(Object point labels)
──────────

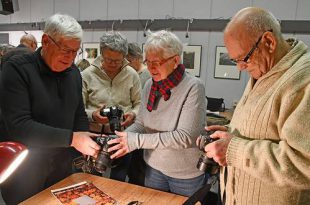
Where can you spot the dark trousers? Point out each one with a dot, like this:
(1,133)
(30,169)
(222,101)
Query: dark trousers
(136,172)
(37,172)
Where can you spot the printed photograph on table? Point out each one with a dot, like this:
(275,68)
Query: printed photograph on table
(91,51)
(192,59)
(84,193)
(224,68)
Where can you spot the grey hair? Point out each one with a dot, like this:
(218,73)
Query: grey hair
(134,50)
(61,25)
(114,41)
(262,22)
(165,42)
(256,21)
(28,38)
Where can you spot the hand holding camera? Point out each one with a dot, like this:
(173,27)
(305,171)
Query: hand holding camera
(103,159)
(218,148)
(97,117)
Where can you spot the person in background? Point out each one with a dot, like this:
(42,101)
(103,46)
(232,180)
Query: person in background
(167,135)
(82,64)
(110,81)
(28,44)
(136,171)
(135,58)
(264,154)
(42,107)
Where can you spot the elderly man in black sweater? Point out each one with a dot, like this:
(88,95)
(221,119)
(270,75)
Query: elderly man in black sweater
(42,107)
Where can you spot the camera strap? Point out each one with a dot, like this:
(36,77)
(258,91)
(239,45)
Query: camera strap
(204,195)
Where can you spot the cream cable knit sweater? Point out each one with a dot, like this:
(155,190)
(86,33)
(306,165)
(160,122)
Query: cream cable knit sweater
(269,160)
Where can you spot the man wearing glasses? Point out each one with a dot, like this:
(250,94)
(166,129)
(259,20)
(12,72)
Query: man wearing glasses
(42,107)
(264,154)
(110,81)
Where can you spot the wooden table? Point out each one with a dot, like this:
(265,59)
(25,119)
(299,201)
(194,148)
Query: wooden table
(121,191)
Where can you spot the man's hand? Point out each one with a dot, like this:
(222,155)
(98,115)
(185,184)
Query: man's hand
(82,141)
(98,118)
(212,128)
(217,150)
(129,119)
(120,145)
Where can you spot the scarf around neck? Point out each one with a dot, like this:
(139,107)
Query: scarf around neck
(162,88)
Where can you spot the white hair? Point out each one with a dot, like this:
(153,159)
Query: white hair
(114,41)
(61,25)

──────────

Copy out the stretch of lines from the one containing "Where can you spot the scarf" through the last line, both ends included.

Where can you spot the scarf around neck? Point out each one with a dot, like this:
(139,107)
Query: scarf around neck
(162,88)
Where can you spot the white hair? Point out each one with a dot, like this:
(153,159)
Query: white hair
(114,41)
(61,25)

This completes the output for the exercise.